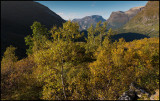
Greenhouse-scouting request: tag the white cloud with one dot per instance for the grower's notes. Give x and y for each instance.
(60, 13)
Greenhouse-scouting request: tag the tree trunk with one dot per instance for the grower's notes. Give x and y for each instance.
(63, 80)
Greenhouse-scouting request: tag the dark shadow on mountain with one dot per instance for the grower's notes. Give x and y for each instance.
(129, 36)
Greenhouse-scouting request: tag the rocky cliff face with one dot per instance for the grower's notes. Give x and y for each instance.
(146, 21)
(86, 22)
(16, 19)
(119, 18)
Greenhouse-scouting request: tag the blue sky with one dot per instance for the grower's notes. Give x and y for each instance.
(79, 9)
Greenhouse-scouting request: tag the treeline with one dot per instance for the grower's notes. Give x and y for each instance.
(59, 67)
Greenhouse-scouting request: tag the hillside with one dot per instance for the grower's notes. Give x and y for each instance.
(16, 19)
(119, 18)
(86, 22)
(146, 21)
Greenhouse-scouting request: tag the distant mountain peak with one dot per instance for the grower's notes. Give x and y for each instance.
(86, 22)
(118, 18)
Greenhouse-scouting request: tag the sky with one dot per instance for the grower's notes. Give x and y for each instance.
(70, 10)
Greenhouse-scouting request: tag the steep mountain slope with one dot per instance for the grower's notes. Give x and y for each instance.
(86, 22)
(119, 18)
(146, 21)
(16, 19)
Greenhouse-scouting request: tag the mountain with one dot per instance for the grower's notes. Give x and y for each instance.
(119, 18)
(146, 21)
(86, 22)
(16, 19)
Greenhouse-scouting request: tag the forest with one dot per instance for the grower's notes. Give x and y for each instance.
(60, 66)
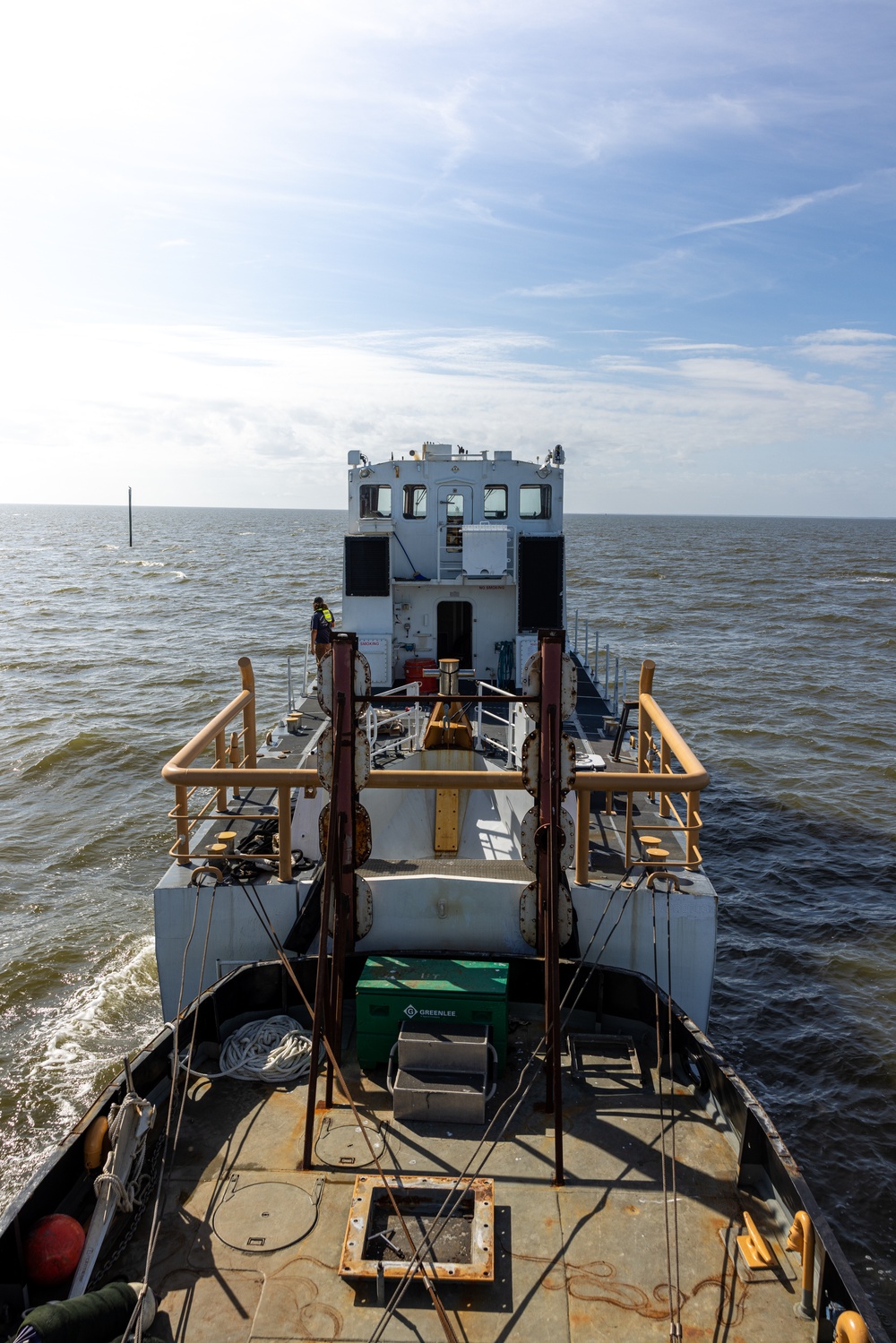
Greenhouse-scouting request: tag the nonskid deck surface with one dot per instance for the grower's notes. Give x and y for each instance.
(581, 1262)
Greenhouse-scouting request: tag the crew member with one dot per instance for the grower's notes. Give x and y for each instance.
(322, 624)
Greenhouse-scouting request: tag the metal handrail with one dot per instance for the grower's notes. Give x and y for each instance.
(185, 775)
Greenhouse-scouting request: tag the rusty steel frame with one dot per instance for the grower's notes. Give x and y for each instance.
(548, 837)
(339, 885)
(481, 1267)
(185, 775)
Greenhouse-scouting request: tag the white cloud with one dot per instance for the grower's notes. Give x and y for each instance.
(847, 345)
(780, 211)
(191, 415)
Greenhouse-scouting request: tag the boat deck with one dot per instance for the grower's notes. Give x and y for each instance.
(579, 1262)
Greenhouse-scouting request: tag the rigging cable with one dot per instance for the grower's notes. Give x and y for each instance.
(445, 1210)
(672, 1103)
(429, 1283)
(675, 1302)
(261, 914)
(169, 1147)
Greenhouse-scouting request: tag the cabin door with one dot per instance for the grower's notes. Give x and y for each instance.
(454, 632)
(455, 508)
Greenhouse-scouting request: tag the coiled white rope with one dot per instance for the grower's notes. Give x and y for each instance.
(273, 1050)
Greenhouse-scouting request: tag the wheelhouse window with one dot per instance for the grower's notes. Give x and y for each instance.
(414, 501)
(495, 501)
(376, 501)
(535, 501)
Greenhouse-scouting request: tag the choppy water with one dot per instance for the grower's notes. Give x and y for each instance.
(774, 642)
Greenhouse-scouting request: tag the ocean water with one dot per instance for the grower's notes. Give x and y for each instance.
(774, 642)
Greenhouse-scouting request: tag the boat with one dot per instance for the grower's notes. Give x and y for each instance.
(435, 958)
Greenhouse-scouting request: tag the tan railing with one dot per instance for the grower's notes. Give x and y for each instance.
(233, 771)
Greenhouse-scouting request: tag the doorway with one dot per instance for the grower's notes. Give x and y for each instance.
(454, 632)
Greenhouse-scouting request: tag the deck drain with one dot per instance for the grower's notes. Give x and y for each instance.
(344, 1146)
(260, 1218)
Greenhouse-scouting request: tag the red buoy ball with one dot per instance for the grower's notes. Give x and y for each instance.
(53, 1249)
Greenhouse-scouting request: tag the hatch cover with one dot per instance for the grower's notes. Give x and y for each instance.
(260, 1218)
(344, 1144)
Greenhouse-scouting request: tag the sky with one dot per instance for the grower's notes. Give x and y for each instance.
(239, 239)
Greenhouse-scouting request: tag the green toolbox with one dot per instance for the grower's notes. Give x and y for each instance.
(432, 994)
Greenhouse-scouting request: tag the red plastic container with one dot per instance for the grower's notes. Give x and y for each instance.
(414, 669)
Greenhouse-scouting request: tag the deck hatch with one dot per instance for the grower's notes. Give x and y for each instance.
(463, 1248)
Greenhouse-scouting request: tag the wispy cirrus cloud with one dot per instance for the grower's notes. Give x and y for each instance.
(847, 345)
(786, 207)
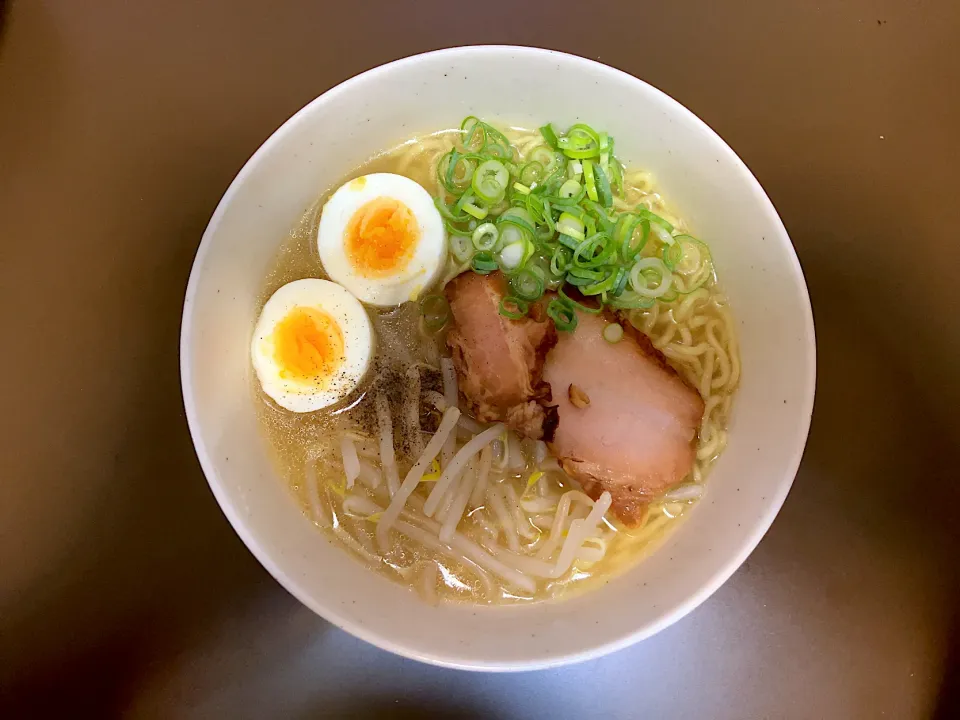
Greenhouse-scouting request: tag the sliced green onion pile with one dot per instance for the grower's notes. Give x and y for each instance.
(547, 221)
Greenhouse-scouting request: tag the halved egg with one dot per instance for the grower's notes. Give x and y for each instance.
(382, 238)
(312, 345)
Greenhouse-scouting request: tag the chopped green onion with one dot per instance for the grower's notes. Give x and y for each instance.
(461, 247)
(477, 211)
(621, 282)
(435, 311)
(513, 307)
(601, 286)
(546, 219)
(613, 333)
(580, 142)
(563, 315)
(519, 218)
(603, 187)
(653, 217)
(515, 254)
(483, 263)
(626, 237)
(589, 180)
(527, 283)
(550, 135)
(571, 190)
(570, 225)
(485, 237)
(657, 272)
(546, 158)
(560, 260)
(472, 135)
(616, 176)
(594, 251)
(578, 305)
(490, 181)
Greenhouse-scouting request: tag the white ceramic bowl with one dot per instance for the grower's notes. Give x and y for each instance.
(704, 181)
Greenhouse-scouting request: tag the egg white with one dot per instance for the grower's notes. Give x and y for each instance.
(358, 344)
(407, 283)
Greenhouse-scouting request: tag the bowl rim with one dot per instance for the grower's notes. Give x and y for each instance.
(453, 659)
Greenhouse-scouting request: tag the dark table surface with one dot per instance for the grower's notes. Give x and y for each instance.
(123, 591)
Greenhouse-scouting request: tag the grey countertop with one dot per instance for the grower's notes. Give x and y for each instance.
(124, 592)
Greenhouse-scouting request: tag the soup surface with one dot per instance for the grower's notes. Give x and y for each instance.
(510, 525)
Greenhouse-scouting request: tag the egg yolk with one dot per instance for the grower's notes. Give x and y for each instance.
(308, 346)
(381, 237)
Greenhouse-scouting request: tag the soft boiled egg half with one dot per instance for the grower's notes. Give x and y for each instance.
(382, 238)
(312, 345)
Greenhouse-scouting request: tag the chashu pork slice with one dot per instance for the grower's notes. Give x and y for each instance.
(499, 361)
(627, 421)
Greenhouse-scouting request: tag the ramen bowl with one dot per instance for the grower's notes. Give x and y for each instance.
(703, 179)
==============================
WHAT IS NEEDED.
Transcribe all of the material exactly, leaving out whatever pictures it contains.

RIGHT ANSWER.
Greenhouse-scouting request: tag the white cloud with one dot per instance for the grower's notes. Give x and y for each instance.
(60, 13)
Greenhouse-scouting request: tag the tree trunk with one dot per instance for the grower's notes. Give x and y for each instance.
(63, 80)
Greenhouse-scouting request: tag the dark shadow on mountain with one dot per instance for the grower's notes. Give x and y for each instance.
(129, 36)
Greenhouse-scouting request: tag the rocky cliff face with one dot per instance for the grower's notes. Give x and y for each instance.
(146, 21)
(86, 22)
(16, 19)
(119, 18)
Greenhouse-scouting request: tag the blue sky with one dot per instance for the grower's notes. Give x and y for each instance.
(79, 9)
Greenhouse-scouting request: tag the treeline with one dot per instance for the grower's notes. Give x and y for each instance.
(59, 67)
Greenhouse-scouting request: tag the hillside with one dot per instance for the grower's notes. Give x and y for each instance.
(16, 19)
(119, 18)
(86, 22)
(146, 21)
Greenhouse-scouting request: tag the distant mountain peak with one dot per instance for the grower's notes. Give x and y for each instance.
(86, 22)
(118, 18)
Greenhouse-scouting request: tag the sky with one dot per instance for the grower's notes. Give x and y for each instance.
(70, 10)
Greenhouse-scouting request: tag the steep mountain slope with one dot per instance for the grower's notes. Give x and y for each instance.
(86, 22)
(119, 18)
(146, 21)
(16, 19)
Greenhouse-scouting request: tag the mountain with one dot per instance for the grower's notes. Give x and y for each instance.
(119, 18)
(146, 21)
(86, 22)
(16, 19)
Greenhouse-scouting request: tag the forest with one dot per instance for the grower's notes. Give x and y for each instance.
(60, 66)
Greenhouse-scouting request: tag the nonskid deck surface with one dot per instance for the grower's notes. Give x and y for each instance.
(581, 1262)
Greenhouse-scouting request: tag the crew member with one dot per instance for the grower's notes. Give x and y for each instance.
(322, 624)
Greenhouse-scouting request: tag the metal handrail with one dot per instance for the grower's notes. Give x and y for each instance.
(185, 775)
Greenhouse-scouting request: tag the rusty steel frame with one dot per instance for the grower's notes. Give x and y for each instance.
(548, 837)
(339, 885)
(481, 1267)
(185, 775)
Greenhouse-scouting request: tag the white cloud with one dot per instance for the grower's notes. Give x and y for each instance.
(847, 345)
(780, 211)
(191, 415)
Greenhouse-scouting request: tag the boat deck with one dot per instance for the grower's notes. Give x and y for each instance.
(579, 1262)
Greenhouse-scouting request: tag the rigging cable with one dot per instance for the grower's notes. Give x and y for each instance.
(445, 1210)
(672, 1103)
(429, 1283)
(675, 1302)
(261, 914)
(169, 1147)
Greenhouse-scouting request: tag the cabin door with one dot per instance for the grower's notes. Give x and y for each instance.
(454, 632)
(455, 508)
Greenhouse-scouting request: tag the coiled white rope with one dot per instance for the grower's notes. Give x and y for each instance.
(273, 1050)
Greenhouse-scouting request: tag the wheelhouse window with one dot per instance for the grower's notes. Give x and y for each instance.
(414, 501)
(495, 501)
(376, 501)
(535, 501)
Greenhouse-scouting request: tag the choppy water with one dot per instance for the grower's notes. Give x and y for each instance.
(774, 642)
Greenhouse-scouting request: tag the ocean water with one dot per instance for the grower's notes. Give x and y for each instance.
(774, 642)
Greenhouse-scouting request: tag the boat with one dot per instance for the grower's notes. Give x and y for each instance.
(435, 958)
Greenhouse-scouting request: tag the tan railing with one dot per instance for the grower's notes. Give x and y for each instance.
(233, 771)
Greenhouse-scouting request: tag the doorway with one dot per instance for the grower's notes. Give x and y for each instance.
(454, 632)
Greenhouse-scouting request: tag the deck drain with one dot per instance for the grower's notes. Give x and y for each instance.
(344, 1146)
(260, 1218)
Greenhouse-scouting request: tag the red buoy ball with one dot per instance for the grower's notes. Give x and y for each instance.
(53, 1249)
Greenhouse-scouting request: tag the hatch cover with one dot per instance for the grower's notes. Give x and y for each instance.
(260, 1218)
(344, 1144)
Greenhouse-scouting request: tag the sky with one dot per instance for the grower's notes. Give x and y for each instance.
(239, 239)
Greenhouse-scouting request: tag the green toolbox with one dot per instance for the grower's notes. Give x and y for each instance.
(432, 994)
Greenhouse-scouting request: tag the red plastic container with one dot per instance for the grower's notes. Give x and y for each instance.
(414, 669)
Greenhouse-scouting request: tag the deck hatch with one dot per instance for the grower's notes. Give x and y for each instance.
(463, 1248)
Greenhouse-scouting request: tag the wispy cirrus cloud with one dot per instance for the grower's notes. Give x and y for each instance.
(847, 345)
(786, 207)
Greenhouse-scouting request: tag the sliced green onion pile with one dot per instance for the grower's notes. Give x and y for each instance.
(547, 221)
Greenhouse-scouting request: tag the halved egg with one dot per instance for the grower's notes. Give x and y for each instance.
(382, 238)
(312, 345)
Greenhouse-scouting request: tag the chopped green onion with one dot per instance for the grower's notes. Give x and y for each instance.
(461, 247)
(477, 211)
(621, 282)
(435, 311)
(513, 307)
(601, 286)
(546, 219)
(613, 333)
(580, 142)
(563, 315)
(519, 218)
(603, 187)
(653, 217)
(515, 254)
(483, 263)
(626, 237)
(589, 180)
(527, 283)
(550, 135)
(571, 190)
(570, 225)
(485, 237)
(657, 272)
(546, 158)
(560, 260)
(472, 135)
(616, 176)
(594, 251)
(578, 305)
(490, 181)
Greenhouse-scouting request: tag the white ceramic bowl with one dot per instance for the grower's notes. Give x and y for each instance.
(704, 181)
Greenhouse-scouting request: tag the egg white with one dot per instance for the grower's notes. Give x and y for each instance.
(358, 344)
(407, 283)
Greenhouse-scouting request: tag the bowl rim with one dot per instance for the grower's notes. Give x and y for each instance.
(453, 659)
Greenhouse-scouting request: tag the dark table surface with one dot per instance for the grower's notes. Give x and y for each instance.
(123, 591)
Greenhouse-scouting request: tag the grey countertop with one dot per instance for the grower's notes. Give x and y for each instance.
(124, 592)
Greenhouse-scouting request: tag the soup surface with one dot per instance for the grower's notes. Give x and y for each instance.
(510, 525)
Greenhouse-scouting request: tag the egg yolk with one dot per instance for the grower's notes. Give x and y for each instance.
(308, 346)
(381, 237)
Greenhouse-scouting request: tag the soft boiled egg half with one dot per instance for the grower's notes. Give x and y for each instance.
(382, 238)
(312, 345)
Greenhouse-scouting request: tag the chashu pork slice with one dot per instance for the grower's notes. Give x and y for each instance.
(499, 361)
(627, 421)
Greenhouse-scouting request: tag the ramen bowl with one dot per instance for the grower's notes. Give x and y for each instance.
(703, 179)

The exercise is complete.